• **WORK TO BE COMPLETED**
Count how many of the lines below contain the string "outline", treating uppercase and lowercase as different. Reply with only the number.

********************

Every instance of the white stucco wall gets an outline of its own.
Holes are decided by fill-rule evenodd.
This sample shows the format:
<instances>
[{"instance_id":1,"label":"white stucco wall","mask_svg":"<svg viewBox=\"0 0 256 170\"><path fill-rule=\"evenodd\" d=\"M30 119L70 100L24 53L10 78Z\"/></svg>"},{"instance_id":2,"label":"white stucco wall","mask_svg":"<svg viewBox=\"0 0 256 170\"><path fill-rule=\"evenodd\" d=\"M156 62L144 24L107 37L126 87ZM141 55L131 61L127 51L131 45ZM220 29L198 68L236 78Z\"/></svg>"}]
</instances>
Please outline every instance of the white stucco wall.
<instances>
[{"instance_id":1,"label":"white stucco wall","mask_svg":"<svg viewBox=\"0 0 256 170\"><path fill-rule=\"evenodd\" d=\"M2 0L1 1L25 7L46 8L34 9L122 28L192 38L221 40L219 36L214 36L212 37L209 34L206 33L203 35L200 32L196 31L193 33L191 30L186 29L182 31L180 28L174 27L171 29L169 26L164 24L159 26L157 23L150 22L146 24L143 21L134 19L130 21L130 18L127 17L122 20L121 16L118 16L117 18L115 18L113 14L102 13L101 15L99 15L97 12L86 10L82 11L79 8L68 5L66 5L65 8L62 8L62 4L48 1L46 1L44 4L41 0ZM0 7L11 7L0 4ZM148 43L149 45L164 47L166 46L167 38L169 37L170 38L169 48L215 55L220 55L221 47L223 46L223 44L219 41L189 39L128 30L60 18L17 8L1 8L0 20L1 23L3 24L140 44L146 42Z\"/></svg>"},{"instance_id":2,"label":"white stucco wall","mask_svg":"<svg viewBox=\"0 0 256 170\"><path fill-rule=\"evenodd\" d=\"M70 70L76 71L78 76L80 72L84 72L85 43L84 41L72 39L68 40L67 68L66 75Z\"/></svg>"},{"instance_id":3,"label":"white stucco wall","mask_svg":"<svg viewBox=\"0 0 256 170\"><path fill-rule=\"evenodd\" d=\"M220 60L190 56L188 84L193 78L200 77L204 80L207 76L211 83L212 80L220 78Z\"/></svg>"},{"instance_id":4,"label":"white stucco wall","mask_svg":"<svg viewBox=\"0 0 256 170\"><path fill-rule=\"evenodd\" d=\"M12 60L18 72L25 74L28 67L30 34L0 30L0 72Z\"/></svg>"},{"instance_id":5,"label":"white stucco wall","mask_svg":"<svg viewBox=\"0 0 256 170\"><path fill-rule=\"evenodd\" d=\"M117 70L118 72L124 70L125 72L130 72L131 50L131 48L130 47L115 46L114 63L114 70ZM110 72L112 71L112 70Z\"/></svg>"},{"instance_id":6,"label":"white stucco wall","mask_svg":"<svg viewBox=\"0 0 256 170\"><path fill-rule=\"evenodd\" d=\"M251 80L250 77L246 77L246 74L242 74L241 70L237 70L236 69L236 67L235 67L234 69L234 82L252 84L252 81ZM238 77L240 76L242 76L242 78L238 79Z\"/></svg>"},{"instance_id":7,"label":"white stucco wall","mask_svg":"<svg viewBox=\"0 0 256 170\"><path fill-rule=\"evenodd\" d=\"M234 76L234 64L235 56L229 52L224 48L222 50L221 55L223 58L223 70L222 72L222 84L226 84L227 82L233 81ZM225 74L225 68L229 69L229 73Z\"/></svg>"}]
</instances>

********************

• **TASK RESULT**
2